## start INFORMATION SUPPLIED

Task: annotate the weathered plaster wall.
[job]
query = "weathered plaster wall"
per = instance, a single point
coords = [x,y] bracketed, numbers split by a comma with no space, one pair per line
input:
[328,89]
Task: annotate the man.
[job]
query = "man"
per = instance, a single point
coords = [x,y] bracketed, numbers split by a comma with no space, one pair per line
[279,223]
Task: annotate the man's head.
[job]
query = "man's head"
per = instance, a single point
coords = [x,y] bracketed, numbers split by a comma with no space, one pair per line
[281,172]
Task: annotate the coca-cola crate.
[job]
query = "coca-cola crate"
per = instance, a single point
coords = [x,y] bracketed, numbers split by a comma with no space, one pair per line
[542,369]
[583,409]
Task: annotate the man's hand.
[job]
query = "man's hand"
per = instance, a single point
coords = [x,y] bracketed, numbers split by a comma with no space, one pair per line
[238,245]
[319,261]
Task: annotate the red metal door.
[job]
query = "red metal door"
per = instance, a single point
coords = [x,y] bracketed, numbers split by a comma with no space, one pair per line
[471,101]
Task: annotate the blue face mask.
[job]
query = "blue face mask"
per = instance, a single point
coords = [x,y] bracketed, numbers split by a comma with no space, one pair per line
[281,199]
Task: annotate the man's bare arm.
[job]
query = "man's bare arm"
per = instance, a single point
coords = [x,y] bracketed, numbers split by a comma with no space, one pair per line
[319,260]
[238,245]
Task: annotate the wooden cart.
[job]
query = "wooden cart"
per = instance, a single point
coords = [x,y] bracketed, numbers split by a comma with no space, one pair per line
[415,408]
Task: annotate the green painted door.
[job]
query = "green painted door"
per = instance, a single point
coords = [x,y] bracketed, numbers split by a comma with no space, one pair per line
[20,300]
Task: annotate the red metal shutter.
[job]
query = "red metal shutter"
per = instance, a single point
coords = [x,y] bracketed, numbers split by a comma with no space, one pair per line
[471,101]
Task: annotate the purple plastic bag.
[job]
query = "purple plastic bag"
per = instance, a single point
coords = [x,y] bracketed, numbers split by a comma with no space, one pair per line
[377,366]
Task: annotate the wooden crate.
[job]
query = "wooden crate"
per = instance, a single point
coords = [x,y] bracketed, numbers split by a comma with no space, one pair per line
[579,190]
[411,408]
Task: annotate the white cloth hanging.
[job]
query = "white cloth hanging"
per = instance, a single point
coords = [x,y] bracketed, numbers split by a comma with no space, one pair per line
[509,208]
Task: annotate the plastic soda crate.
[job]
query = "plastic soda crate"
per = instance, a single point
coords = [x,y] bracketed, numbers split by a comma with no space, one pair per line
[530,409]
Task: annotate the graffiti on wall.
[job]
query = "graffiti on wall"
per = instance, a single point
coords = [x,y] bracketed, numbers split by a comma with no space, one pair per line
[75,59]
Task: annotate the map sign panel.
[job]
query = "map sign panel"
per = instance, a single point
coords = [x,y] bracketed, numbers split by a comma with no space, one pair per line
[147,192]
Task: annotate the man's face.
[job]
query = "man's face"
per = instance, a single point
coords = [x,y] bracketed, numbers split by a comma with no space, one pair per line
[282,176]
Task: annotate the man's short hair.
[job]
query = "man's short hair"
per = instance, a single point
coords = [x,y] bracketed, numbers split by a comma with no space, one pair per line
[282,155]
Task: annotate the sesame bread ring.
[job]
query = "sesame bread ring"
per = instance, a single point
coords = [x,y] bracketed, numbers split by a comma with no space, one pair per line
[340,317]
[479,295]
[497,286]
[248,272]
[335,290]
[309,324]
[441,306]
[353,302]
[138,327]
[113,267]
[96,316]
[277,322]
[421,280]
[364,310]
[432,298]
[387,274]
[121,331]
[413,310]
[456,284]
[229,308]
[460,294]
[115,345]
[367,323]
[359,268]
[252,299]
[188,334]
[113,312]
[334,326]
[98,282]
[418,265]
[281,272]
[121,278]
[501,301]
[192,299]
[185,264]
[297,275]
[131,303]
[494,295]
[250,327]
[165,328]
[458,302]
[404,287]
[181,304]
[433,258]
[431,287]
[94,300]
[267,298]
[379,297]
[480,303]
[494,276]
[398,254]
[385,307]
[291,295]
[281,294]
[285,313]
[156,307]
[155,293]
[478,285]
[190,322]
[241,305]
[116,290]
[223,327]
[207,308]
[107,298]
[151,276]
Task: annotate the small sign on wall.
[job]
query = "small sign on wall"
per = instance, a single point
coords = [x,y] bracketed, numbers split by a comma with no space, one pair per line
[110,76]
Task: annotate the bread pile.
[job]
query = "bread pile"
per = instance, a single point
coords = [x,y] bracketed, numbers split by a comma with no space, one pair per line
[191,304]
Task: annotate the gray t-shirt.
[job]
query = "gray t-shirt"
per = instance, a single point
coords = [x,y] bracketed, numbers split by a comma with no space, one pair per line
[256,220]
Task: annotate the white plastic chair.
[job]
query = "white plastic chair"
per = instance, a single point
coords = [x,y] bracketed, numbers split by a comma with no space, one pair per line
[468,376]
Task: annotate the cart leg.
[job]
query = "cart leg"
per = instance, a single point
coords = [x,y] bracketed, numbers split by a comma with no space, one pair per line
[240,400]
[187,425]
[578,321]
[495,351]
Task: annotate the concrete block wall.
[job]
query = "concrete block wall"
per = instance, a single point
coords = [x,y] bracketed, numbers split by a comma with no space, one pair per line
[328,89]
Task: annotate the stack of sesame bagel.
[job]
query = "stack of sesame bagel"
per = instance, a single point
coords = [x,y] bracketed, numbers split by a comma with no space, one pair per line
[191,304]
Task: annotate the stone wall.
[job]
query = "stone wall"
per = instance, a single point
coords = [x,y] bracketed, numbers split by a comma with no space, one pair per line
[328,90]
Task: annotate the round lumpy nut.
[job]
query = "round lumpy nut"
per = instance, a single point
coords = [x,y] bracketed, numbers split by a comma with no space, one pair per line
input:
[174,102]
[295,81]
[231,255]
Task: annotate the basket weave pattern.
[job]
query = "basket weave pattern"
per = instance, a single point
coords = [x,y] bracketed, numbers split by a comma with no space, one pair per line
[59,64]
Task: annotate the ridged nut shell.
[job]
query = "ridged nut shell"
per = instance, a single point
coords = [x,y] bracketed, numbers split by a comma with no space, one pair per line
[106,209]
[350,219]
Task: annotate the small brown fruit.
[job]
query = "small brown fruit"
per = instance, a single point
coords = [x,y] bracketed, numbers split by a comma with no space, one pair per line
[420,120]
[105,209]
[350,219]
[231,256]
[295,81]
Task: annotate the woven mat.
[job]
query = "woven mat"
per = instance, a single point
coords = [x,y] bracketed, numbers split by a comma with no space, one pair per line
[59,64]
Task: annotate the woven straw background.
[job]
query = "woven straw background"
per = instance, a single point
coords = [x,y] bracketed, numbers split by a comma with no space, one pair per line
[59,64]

## end INFORMATION SUPPLIED

WHAT TO DO: Make an exact copy of every entry.

WORKED SOLUTION:
Task: annotate the weathered plaster wall.
[job]
query = "weathered plaster wall"
per = instance, a single point
coords = [x,y] bracketed, numbers split by a comma with no space, one pair per line
input:
[328,89]
Task: annotate the man.
[job]
query = "man"
per = instance, a single point
coords = [x,y] bracketed, numbers split by a comma with no space, one pair per line
[279,223]
Task: annotate the man's head.
[job]
query = "man's head"
per = instance, a single point
coords = [x,y] bracketed, numbers split by a comma with no space, one pair per line
[281,172]
Task: annotate the coca-cola crate.
[job]
query = "coca-cola crate"
per = instance, a single point
coords = [x,y] bracketed, numbers split by a comma with no space, one pair per line
[542,369]
[583,409]
Task: annotate the man's hand.
[job]
query = "man's hand"
per = instance, a single point
coords = [x,y] bracketed, numbers split by a comma with no space, one pair per line
[238,245]
[319,261]
Task: annotate the red metal door.
[job]
query = "red metal door"
per = instance, a single point
coords = [x,y] bracketed, numbers split by a comma with no space, one pair per line
[471,101]
Task: annotate the blue face mask.
[job]
query = "blue face mask"
per = instance, a single point
coords = [x,y] bracketed, numbers split by a comma with no space, one pair per line
[281,199]
Task: annotate the man's bare arm.
[job]
query = "man's bare arm"
per = instance, a single point
coords = [x,y] bracketed, numbers split by a comma with no space, one pair per line
[319,260]
[238,245]
Task: annotate the wooden cart.
[job]
query = "wooden cart"
per = instance, a single point
coords = [x,y] bracketed, numbers split by a comma with no space, one pair per line
[415,408]
Task: annotate the green painted door.
[job]
query = "green painted door"
per = instance, a single point
coords = [x,y] bracketed, numbers split by a comma with no space, one pair per line
[20,300]
Task: annotate the red metal shutter.
[job]
query = "red metal shutter"
per = instance, a single point
coords = [x,y] bracketed, numbers split by a comma with no space, one pair per line
[471,101]
Task: annotate the purple plastic bag.
[job]
query = "purple plastic bag"
per = instance, a single point
coords = [x,y] bracketed, numbers split by a comma with no space, one pair per line
[377,366]
Task: annotate the wooden crate.
[job]
query = "wooden crate"
per = instance, a single point
coords = [x,y] bracketed, numbers split by a comma with no space, one pair per line
[579,190]
[411,408]
Task: annotate the white cloth hanging.
[job]
query = "white cloth hanging"
per = instance, a single point
coords = [x,y] bracketed, numbers split by a comma with no space, one pair per line
[509,208]
Task: annotate the plastic soda crate.
[job]
query = "plastic soda crate"
per = instance, a single point
coords = [x,y] bracketed, numbers split by a comma with no space, one pair per line
[530,409]
Task: annotate the graffiti on wall.
[job]
query = "graffiti on wall"
per = instance, a single point
coords = [x,y] bracketed, numbers split by a comma with no space, one pair per line
[75,59]
Task: annotate the map sign panel.
[job]
query = "map sign panel"
per = instance, a single point
coords = [x,y] bracketed, numbers split by a comma with no space, one pair per line
[147,192]
Task: annotate the man's face.
[job]
query = "man's face"
per = instance, a single point
coords = [x,y] bracketed, numbers split by a comma with no space, one pair per line
[282,176]
Task: annotate the man's short hair.
[job]
query = "man's short hair"
per = instance, a single point
coords = [x,y] bracketed, numbers split by a comma with no space, one pair per line
[282,155]
Task: annotate the sesame bread ring.
[job]
query = "sesame bread ring"
per = instance, a single point
coords = [x,y] bracketed, numbers split by a comma with no space, one pair per line
[340,317]
[479,295]
[497,286]
[248,272]
[335,290]
[309,324]
[441,306]
[353,302]
[138,327]
[113,267]
[96,316]
[277,322]
[421,280]
[364,310]
[432,298]
[387,274]
[121,331]
[413,310]
[456,284]
[229,308]
[460,294]
[115,345]
[367,323]
[359,268]
[252,299]
[188,334]
[113,312]
[334,326]
[98,282]
[418,265]
[281,272]
[121,278]
[501,301]
[192,299]
[185,264]
[297,275]
[131,303]
[494,295]
[250,327]
[165,328]
[458,302]
[404,287]
[181,304]
[433,258]
[431,287]
[94,300]
[267,298]
[379,297]
[480,303]
[494,276]
[398,254]
[385,307]
[291,295]
[281,294]
[285,313]
[156,307]
[155,293]
[478,285]
[190,322]
[241,305]
[116,290]
[223,327]
[207,308]
[107,298]
[151,276]
Task: annotate the small sign on wall.
[job]
query = "small sign on wall"
per = instance, a single point
coords = [x,y] bracketed, numbers split by a comma with no space, one pair per line
[110,76]
Task: annotate the bread pile.
[job]
query = "bread pile"
per = instance, a single point
coords = [x,y] bracketed, numbers split by a comma with no space, one pair per line
[191,304]
Task: annotate the gray t-shirt.
[job]
query = "gray t-shirt"
per = instance, a single point
coords = [x,y] bracketed, numbers split by a comma with no space, one pair per line
[256,220]
Task: annotate the white plastic chair.
[job]
query = "white plastic chair"
per = instance, a single point
coords = [x,y] bracketed, numbers split by a comma with no space, one pair per line
[468,376]
Task: annotate the cart leg.
[job]
query = "cart leg"
per = instance, a single point
coords = [x,y] bracketed, numbers split by a comma with no space, one pair per line
[240,400]
[187,425]
[578,321]
[495,351]
Task: annotate the concrete block wall.
[job]
query = "concrete block wall"
per = instance, a single point
coords = [x,y] bracketed, numbers split by a comma with no space, one pair per line
[328,89]
Task: annotate the stack of sesame bagel.
[job]
query = "stack of sesame bagel"
per = instance, a single point
coords = [x,y] bracketed, numbers split by a comma with no space, one pair per line
[191,304]
Task: annotate the stone wall.
[job]
query = "stone wall"
per = instance, a single point
coords = [x,y] bracketed, numbers split by a comma with no space, one pair per line
[328,90]
Task: annotate the round lumpy nut.
[job]
query = "round lumpy nut"
per = instance, a single point
coords = [x,y] bracketed, numbers split by a comma with no space, one pair per line
input:
[174,102]
[295,81]
[231,255]
Task: annotate the basket weave pattern.
[job]
query = "basket weave pattern"
per = instance, a single point
coords = [x,y] bracketed, numbers split by a comma with no space, one pair per line
[59,64]
Task: annotate the ridged nut shell.
[job]
query = "ridged nut shell"
per = instance, a single point
coords = [x,y] bracketed, numbers split by a comma with no space, one pair per line
[106,209]
[350,219]
Task: annotate the small brown fruit.
[job]
query = "small brown fruit"
per = instance, a single point
coords = [x,y] bracketed, numbers split by a comma with no space, one pair per line
[420,120]
[105,209]
[350,219]
[231,256]
[295,81]
Task: annotate the woven mat.
[job]
query = "woven mat"
per = instance, a single point
coords = [x,y] bracketed, numbers split by a comma with no space, one pair per line
[59,64]
Task: annotate the woven straw background.
[job]
query = "woven straw background"
per = instance, a single point
coords = [x,y] bracketed, numbers split by a comma with no space, one pair per line
[59,64]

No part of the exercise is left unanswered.